[Records from a data source]
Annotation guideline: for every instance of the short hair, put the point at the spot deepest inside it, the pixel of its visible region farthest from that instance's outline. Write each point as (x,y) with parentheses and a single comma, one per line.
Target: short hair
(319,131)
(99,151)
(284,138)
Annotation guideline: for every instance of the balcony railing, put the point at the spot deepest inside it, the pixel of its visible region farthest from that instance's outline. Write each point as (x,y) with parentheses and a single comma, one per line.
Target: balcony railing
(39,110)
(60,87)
...
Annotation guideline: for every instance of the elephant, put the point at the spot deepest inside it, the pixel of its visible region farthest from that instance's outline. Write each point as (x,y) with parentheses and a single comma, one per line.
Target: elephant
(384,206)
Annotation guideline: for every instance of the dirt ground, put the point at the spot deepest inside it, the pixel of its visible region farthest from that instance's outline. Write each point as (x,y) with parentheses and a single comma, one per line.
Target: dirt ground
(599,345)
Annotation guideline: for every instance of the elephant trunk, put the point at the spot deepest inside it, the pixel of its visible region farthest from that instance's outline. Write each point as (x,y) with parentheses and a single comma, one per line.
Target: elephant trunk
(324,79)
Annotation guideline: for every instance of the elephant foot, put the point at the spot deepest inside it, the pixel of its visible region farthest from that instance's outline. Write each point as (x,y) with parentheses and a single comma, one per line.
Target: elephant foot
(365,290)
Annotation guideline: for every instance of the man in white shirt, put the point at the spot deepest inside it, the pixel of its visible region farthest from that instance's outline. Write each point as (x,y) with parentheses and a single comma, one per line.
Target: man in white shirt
* * *
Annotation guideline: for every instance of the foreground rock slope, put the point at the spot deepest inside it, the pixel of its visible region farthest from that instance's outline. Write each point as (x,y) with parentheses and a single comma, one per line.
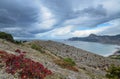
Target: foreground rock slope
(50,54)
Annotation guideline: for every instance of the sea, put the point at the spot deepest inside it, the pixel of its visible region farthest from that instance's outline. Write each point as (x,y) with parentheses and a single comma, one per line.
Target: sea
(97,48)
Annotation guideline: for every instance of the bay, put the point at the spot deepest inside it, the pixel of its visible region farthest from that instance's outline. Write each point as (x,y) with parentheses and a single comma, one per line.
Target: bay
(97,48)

Task objective:
Pull out every line of the records above that contains the word "hair", and copy each one in full.

Expected answer:
Annotation guideline: for every instance of the short hair, put the point at the spot deepest inside it, the pixel of its visible region farthest from that instance's outline. Write each point as (x,y) with parentheses and a single comma, one per line.
Target: short hair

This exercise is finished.